━━ Working data
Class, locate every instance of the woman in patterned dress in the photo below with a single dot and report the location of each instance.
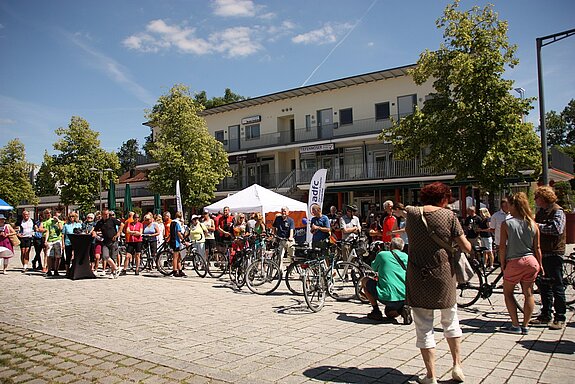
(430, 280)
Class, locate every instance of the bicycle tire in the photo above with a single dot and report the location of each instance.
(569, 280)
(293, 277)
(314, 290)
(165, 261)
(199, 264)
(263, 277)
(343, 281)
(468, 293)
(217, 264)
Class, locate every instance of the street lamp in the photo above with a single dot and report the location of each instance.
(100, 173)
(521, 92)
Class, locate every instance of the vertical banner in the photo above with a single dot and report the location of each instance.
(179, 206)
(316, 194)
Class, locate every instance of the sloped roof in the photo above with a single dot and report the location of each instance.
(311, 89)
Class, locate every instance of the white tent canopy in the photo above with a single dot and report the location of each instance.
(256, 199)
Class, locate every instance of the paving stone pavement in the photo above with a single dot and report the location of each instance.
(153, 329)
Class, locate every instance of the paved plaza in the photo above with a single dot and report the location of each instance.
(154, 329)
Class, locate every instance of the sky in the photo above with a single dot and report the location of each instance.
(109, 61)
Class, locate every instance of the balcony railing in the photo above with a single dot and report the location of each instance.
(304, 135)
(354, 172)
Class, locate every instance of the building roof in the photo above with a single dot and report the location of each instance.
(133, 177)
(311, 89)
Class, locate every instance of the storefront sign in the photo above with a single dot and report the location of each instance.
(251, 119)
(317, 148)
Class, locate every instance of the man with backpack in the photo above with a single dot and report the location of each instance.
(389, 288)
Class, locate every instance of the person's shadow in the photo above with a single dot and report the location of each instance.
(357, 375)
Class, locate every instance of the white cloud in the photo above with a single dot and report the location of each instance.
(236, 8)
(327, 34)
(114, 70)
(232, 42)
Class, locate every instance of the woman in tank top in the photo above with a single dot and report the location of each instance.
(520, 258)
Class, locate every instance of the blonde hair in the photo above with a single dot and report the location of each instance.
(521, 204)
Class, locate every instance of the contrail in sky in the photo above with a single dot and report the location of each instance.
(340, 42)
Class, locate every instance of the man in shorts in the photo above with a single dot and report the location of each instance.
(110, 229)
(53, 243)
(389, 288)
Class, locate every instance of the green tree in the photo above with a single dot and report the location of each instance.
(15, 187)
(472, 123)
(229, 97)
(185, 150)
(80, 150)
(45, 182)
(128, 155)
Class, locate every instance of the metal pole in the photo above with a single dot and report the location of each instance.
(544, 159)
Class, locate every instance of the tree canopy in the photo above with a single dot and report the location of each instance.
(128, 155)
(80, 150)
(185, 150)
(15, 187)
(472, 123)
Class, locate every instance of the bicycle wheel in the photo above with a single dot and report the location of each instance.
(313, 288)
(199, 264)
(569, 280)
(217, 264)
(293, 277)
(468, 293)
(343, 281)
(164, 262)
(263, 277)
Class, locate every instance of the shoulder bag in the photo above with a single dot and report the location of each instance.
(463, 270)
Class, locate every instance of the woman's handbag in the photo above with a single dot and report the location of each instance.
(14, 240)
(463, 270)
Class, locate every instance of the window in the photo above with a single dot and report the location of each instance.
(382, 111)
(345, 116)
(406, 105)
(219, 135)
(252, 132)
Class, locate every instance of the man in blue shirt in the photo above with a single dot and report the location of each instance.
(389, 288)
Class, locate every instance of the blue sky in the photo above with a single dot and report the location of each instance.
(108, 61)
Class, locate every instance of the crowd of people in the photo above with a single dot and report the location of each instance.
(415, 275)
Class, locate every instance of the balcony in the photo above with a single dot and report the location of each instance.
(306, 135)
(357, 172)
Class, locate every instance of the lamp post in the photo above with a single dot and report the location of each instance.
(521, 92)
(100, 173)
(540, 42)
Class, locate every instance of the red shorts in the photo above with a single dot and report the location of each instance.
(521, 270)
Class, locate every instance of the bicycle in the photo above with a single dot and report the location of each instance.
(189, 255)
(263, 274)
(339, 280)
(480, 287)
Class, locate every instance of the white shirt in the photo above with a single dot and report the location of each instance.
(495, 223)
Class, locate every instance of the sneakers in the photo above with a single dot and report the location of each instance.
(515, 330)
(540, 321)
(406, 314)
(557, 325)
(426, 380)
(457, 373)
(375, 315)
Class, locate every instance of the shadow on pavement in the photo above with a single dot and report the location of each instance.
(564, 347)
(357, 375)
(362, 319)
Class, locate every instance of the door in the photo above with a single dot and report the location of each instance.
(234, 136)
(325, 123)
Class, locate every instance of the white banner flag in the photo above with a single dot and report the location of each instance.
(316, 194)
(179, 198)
━━━━
Task » Return each record as written, minus its images.

Answer box »
Class, locate every instance of the woman in patterned dress in the photo below with a single dot and report the location of each instance.
(430, 280)
Class, locate every instance of the bicycle tire in the photo above with a single dot and report the location of each instance.
(569, 280)
(293, 277)
(314, 290)
(165, 261)
(199, 264)
(263, 277)
(343, 281)
(468, 293)
(217, 264)
Class, locate every instance of the street lamp in the photo above with a single dot and report the location of each instance.
(100, 173)
(521, 92)
Class, locate every instance of the vertical banner in the photo above with a single dot and report the location of each instance.
(179, 206)
(316, 194)
Class, locate every instance of the sloped roof in the photo above with a single dot and report the location of each instance.
(311, 89)
Class, locate every instance of the white tent canopy in the photo above with a single dot and report the location of each instance.
(256, 199)
Class, locate every instance of the paving stone pavement in the photo above with a single dot and report the location of each instance.
(153, 329)
Class, locate every instance of the paved plaza in the photo above with a single dot and report the location of each instance.
(154, 329)
Class, locate every instance of the sky in the photo above with a single dot and report the location of each instance.
(109, 61)
Class, locate every instance of the balcony railing in the photo above with a single dot and report the location of each instance.
(304, 135)
(354, 172)
Class, locate every instance of the building roof in the photo above with a single dot and report the location of each instance.
(133, 177)
(311, 89)
Class, locate every instance of the storefront sign in the photo above with a single dot and report the location of each instance.
(251, 119)
(317, 148)
Class, locate every instance of the man with backpack in the photo above with a single dot and report the location of each instance.
(389, 288)
Class, locate every instance of the person's shadow in the photo above with a single dot and report the location of each instance.
(357, 375)
Class, locate every instance of the white cloud in the photo above with a single dot and report the location of each instance.
(236, 8)
(327, 34)
(114, 70)
(232, 42)
Class, locate every instance of the woman in tank top in the photo above with a single dot and report the location of each instance.
(520, 258)
Class, locate every instance of the blonde hair in the photo above with a single dot and report the location of each instance.
(521, 204)
Class, locate every instance of the contrail in sky in the photo above with a single dot and report the location of each instance.
(340, 42)
Class, locate every instance of the man in shorts in the photo above with a single dot and report the location of each instance.
(110, 229)
(53, 243)
(389, 288)
Class, locate every instance of the green tree in the photo above with a single dot and report the location of each instance.
(15, 187)
(472, 123)
(229, 97)
(185, 150)
(80, 150)
(45, 182)
(128, 155)
Class, locate every instance of the metal pole in the photo above with a single dot and report the location of each instance.
(544, 159)
Class, locate every instance of the tree canopy in the photo above with a single dot and report the location of each instance.
(128, 155)
(80, 150)
(185, 150)
(15, 187)
(472, 123)
Class, locate every instance of the bicycle wheel in the photo above with a single dot and report the location of each instance.
(313, 288)
(199, 264)
(569, 280)
(217, 264)
(293, 277)
(468, 293)
(343, 281)
(164, 262)
(263, 277)
Class, locate every instance of the shoulder bag in the photo above with a single dot and report the location of each instance.
(463, 270)
Class, locate every instance of the woman's handbag in the photo above with a single dot and report the location of each instance.
(14, 240)
(463, 270)
Class, locate every instance of the window in the photo above with a single dot and report the location of each instance.
(382, 111)
(345, 116)
(406, 105)
(219, 135)
(252, 132)
Class, locate every instance of the man in blue shirt in the photo above with a single dot and report the location of each instance.
(389, 288)
Class, locate every instance of the blue sky in the photo above with a single dot and report the location of each instance.
(108, 61)
Class, locate every instance of the crowd of people in the photo above with a single dot and report the location of each instance.
(415, 275)
Class, locate every instance of the balcony in the photo above with a single dot and report the location of each instance.
(306, 135)
(357, 172)
Class, locate every instance of the lamp post in the photo above with a single dot and report the location of each instance.
(521, 92)
(100, 173)
(540, 42)
Class, locate every instance of the red shorts in the photo above with a single dot and report the location of each instance.
(521, 270)
Class, locate every instance of the bicycle in the photo above with a single dot and report the location of each instance.
(189, 255)
(263, 274)
(339, 280)
(480, 287)
Class, locate every instance of the white shirt in the photo above with a single dot and report the location of each instance.
(495, 223)
Class, locate every instance of the sneakers in the photo above with a single dot and report the location of each instance.
(515, 330)
(540, 321)
(406, 314)
(557, 325)
(426, 380)
(457, 373)
(375, 315)
Class, locate every instance of the shadow on pavement in the photo above with a single dot and report the location of each instance.
(564, 347)
(357, 375)
(362, 319)
Class, locate every instance of the door in the photo above with a single dot and report the location of each instance.
(234, 136)
(325, 123)
Class, locate every instance of the white banner flag in the photo above with a single dot and report the location of each instance.
(316, 194)
(179, 198)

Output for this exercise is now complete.